• [Document segment]:
>> begin

# Feeling hurt and confused



## starlight55 (Mar 24, 2020)

Hi everyone, 

I'm new but had had a few hard days and just need to at least vent as I have no idea what to do right now.
I've been married for 4 years, we've been together for 8 years and have two children.

My husband had his own business but it had multiple problems over the years, I was working with him and it got to a very bad point where we would not have enugh money for rent. So I went back to work on my side and paid rent + daycare + a couple bills on my side and my husband basically would pay groceries and the rest goes to his company rebuilding.

The first job I got back into they fired me after two months (from my side I know one of the girls was not a huge fan of me taking over her job as she was training me and she basically said to my face she told them to get rid of me so that ended). I was really worried for us financially and my husband came back saying "it's okay, if you weren't capable then that's it end of story" I was hurt at the time because I knew I did everyhing right I even saved the girl who fired me because the day I got fired she was 30mins late to a client meeting but I got there in time to take over and bring them the brochures etc... So that stung that my husband showed 0 support, just "oh you weren't capable".
I told him it hurt but he just shrugged his shoulders.

Fast forward a few months later, I got a new job and have been working there for almost 6 months and the team says they're very happy to have me, my husband says "I don't know how you're able to keep that job cause when you were working with me you always made mistakes, I'm just waiting each day to hear you say they fired you".

I just started crying thinking how many times I would sleep 2-3 hours nights to work for him so everything would be smooth, working through pregnancies, right from when I got back home with the babies... Anything that needed done I would do, yes there were mistakes but I explained if he gave me everything to do (there was no accountant so I took care of all organising plus accounting plus clients) and on top of that Mr Perfect would not lift a finger at home so cooking, cleaning, kids is all me also (and he did not hesitate to tell me that the house was a mess). We would have multiple rows and he would say that he would help but it never happened.

>> end

• [Dataset entries]:
>> begin

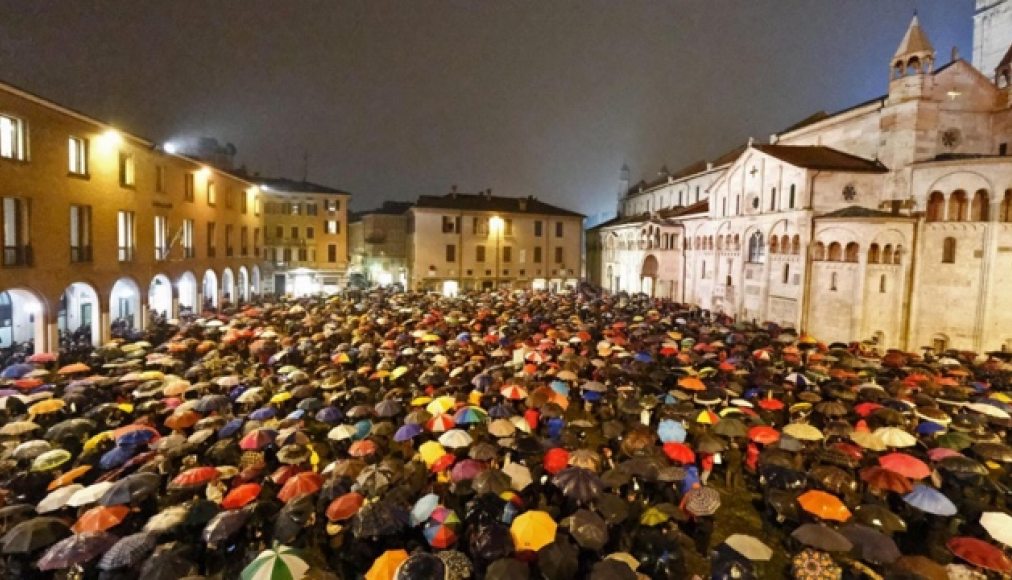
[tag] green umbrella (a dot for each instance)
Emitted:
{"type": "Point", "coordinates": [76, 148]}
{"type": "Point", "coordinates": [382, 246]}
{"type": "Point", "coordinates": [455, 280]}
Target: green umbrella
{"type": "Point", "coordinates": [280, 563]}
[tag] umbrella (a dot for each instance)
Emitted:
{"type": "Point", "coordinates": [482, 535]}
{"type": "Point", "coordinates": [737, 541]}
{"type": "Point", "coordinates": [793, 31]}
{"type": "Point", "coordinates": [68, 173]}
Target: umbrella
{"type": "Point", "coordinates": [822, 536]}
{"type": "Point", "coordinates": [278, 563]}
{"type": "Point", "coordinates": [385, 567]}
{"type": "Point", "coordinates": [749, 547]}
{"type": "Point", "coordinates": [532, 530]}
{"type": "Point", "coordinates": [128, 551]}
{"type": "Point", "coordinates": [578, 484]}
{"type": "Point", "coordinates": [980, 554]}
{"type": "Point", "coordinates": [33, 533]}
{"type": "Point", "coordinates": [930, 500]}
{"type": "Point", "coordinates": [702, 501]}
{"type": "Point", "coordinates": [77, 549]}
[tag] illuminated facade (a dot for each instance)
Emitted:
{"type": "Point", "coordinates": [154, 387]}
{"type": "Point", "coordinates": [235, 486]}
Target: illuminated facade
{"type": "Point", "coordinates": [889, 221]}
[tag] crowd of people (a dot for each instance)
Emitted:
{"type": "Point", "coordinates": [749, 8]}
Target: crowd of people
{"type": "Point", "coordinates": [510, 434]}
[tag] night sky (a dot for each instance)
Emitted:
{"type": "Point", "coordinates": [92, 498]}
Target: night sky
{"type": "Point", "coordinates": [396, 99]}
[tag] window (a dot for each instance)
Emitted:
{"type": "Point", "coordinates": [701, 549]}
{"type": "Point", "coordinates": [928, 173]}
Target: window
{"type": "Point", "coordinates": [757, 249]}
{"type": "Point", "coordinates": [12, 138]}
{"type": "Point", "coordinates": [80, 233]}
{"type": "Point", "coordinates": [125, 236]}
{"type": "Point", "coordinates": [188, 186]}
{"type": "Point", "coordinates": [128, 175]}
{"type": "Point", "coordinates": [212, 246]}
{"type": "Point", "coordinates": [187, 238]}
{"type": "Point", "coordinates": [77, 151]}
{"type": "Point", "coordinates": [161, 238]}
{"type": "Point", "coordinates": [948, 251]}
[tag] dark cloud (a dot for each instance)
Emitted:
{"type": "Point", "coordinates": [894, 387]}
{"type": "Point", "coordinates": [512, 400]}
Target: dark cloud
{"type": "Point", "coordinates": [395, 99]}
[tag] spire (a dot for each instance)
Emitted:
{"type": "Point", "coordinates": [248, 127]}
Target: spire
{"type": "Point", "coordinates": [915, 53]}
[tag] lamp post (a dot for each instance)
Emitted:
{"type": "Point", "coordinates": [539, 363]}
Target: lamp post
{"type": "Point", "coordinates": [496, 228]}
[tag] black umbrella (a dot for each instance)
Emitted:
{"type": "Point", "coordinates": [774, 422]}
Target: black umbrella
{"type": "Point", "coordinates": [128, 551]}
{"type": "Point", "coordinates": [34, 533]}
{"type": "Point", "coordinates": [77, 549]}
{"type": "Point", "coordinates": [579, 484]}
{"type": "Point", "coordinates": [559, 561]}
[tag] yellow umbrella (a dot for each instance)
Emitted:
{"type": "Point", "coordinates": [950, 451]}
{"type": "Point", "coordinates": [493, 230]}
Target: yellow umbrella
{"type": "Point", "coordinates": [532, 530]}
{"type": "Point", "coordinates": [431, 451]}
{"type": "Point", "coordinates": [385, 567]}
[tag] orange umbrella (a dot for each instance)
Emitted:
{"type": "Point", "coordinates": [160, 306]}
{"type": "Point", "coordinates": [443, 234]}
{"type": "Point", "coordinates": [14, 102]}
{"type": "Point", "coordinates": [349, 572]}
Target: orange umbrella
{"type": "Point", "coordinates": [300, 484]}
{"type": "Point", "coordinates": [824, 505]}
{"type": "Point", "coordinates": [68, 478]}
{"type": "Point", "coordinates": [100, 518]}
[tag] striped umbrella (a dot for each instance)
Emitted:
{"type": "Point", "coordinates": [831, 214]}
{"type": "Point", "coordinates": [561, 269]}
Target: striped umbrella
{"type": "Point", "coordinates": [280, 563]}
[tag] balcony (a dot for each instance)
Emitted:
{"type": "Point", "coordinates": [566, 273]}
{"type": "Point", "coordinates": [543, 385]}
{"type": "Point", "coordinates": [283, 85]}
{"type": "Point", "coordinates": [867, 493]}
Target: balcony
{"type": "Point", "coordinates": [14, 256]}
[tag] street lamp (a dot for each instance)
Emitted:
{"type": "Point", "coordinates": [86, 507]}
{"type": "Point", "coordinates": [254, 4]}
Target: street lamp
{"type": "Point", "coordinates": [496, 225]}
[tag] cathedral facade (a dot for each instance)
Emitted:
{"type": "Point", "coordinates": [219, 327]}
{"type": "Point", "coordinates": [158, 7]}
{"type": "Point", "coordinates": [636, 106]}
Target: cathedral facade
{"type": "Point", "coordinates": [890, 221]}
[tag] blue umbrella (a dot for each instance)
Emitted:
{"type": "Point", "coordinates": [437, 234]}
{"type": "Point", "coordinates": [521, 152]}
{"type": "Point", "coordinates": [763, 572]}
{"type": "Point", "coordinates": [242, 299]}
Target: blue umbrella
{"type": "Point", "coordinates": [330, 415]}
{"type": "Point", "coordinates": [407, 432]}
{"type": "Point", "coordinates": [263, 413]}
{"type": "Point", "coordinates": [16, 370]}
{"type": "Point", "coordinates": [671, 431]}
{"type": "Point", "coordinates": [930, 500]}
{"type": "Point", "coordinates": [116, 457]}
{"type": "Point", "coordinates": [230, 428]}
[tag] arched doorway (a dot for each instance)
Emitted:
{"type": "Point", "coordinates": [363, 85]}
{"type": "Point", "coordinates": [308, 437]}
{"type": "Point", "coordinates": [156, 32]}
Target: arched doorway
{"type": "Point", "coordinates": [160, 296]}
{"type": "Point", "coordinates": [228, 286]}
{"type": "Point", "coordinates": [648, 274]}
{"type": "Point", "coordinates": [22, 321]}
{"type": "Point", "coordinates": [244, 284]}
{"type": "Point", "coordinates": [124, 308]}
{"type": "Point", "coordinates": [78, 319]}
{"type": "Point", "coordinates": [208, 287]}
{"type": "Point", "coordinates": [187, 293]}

>> end

• [Task set]:
A: From the forum post, list each expense the writer paid after going back to work.
B: Reproduce the forum post word for word from "I just started" to "it never happened.".
The records are material separate from the forum post.

• [Full solutions]:
A:
- rent
- daycare
- a couple bills

B:
I just started crying thinking how many times I would sleep 2-3 hours nights to work for him so everything would be smooth, working through pregnancies, right from when I got back home with the babies... Anything that needed done I would do, yes there were mistakes but I explained if he gave me everything to do (there was no accountant so I took care of all organising plus accounting plus clients) and on top of that Mr Perfect would not lift a finger at home so cooking, cleaning, kids is all me also (and he did not hesitate to tell me that the house was a mess). We would have multiple rows and he would say that he would help but it never happened.